+++ Material supplied

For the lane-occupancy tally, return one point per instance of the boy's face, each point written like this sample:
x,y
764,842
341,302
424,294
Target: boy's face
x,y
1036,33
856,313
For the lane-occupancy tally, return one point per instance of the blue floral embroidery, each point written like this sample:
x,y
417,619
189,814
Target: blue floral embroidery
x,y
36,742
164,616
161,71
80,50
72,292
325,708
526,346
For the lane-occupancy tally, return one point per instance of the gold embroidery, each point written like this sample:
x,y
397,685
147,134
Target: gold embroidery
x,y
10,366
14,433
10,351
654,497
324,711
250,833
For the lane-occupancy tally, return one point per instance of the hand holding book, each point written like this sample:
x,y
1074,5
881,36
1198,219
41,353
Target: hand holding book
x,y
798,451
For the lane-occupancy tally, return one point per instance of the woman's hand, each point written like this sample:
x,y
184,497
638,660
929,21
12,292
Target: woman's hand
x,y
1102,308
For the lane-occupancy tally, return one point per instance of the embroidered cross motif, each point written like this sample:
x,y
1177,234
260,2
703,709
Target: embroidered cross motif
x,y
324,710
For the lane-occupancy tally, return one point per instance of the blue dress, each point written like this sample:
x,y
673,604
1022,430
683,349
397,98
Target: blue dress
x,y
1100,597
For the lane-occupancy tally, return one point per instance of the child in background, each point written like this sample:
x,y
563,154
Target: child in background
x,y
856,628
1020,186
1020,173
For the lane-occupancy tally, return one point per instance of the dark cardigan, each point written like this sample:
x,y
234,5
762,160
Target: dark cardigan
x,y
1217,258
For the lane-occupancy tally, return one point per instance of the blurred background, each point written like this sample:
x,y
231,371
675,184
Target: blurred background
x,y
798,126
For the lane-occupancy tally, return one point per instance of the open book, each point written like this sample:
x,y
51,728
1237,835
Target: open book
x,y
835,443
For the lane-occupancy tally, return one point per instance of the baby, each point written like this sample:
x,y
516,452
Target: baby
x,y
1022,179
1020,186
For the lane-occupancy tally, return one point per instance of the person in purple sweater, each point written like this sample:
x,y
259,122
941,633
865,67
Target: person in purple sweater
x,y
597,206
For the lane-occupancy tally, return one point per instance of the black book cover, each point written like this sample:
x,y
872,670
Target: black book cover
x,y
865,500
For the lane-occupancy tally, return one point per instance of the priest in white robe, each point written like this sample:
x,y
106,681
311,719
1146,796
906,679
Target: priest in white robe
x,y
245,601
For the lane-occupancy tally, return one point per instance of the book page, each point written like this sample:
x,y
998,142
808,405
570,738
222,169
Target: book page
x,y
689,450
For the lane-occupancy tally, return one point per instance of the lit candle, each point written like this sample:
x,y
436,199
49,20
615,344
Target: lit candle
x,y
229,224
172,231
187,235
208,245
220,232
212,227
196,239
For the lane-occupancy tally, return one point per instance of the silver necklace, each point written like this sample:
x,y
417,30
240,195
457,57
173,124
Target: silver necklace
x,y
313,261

++++++

For every entry in the records above, write an exact copy.

For the lane-occupancy tally, return one point per instance of the boy's face, each point written like this sample:
x,y
764,842
341,302
424,294
Target: boy's face
x,y
1036,33
856,313
For the lane-occupancy tally, return one point per instance of the blue floral embroidery, each point written like this sample:
x,y
417,619
189,814
Target: blue floral embroidery
x,y
36,742
164,616
161,71
80,50
72,292
325,708
526,346
For the lane-occupancy tally, return one point per instance of the gold embroidery, each point written like this sample:
x,y
397,685
147,134
Target: gold embroidery
x,y
10,366
14,433
10,351
654,497
324,711
250,833
For the lane-occupancy tally, return one point per instance of the hand holding book, each point written like this sample:
x,y
1074,5
881,36
1198,219
41,353
Target: hand holding book
x,y
798,451
For the lane-occupancy tally, return one point per instance of the woman's hand, each point written like this sample:
x,y
184,497
638,660
929,21
12,292
Target: woman's hand
x,y
1102,308
For the lane-occupancy tally, return one point per instance of the embroidered cross motif, each point written like this sample:
x,y
1177,234
260,2
703,709
Target: embroidered cross motif
x,y
324,710
For the lane-occupancy tally, return one point per instance of the blue dress, each point written like this sample:
x,y
673,604
1022,430
683,349
397,98
Target: blue dress
x,y
1100,597
For the lane-occupancy tally, return one point per instance of the child in background, each point written like this sample:
x,y
563,154
Target: child in background
x,y
856,628
1020,186
1020,173
For the lane-occupancy tally, return one point per instance of the dark cardigan, each point written like this sample:
x,y
234,5
762,160
Target: dark cardigan
x,y
1217,258
For the lane-occupancy tally, return one point per instance of the blurred background, each point written like this sample:
x,y
231,371
675,184
Target: blurred background
x,y
798,126
For the lane-occupancy tally, return one point per instance of the open book, each point written like this sample:
x,y
51,728
1237,835
Target: open book
x,y
835,443
For the lane-occupancy tally, return one point per instance of the baby, each point written like this sample:
x,y
516,452
Target: baby
x,y
1022,179
1020,186
For the lane-occupancy tally, return one point per instance of the person in purple sweater, each point written like this sample:
x,y
259,122
941,633
865,67
Target: person in purple sweater
x,y
597,206
For the lane-occupancy tally, return one point per instance of the black book cover, each point written like this sample:
x,y
872,670
Target: black book cover
x,y
865,500
For the lane-occupancy tally, return one point per instance of the priest in white robe, each point written like this sample:
x,y
106,681
311,719
1146,796
906,679
Target: priest in white robe
x,y
245,601
For the lane-occupancy tally, return one point per instance of the book page, each point written like this sample:
x,y
998,142
808,405
570,738
222,169
Target: book page
x,y
689,450
For the lane-occupancy tally, return one point per instance of the lit candle, each point written like this sample:
x,y
436,199
49,20
615,344
Target: lit candle
x,y
229,224
172,231
187,235
208,245
220,232
212,227
196,239
For the lane-occupancy tally, return one point per instance of the silver necklace, each point written like this sample:
x,y
417,30
240,195
457,57
173,124
Target: silver necklace
x,y
313,261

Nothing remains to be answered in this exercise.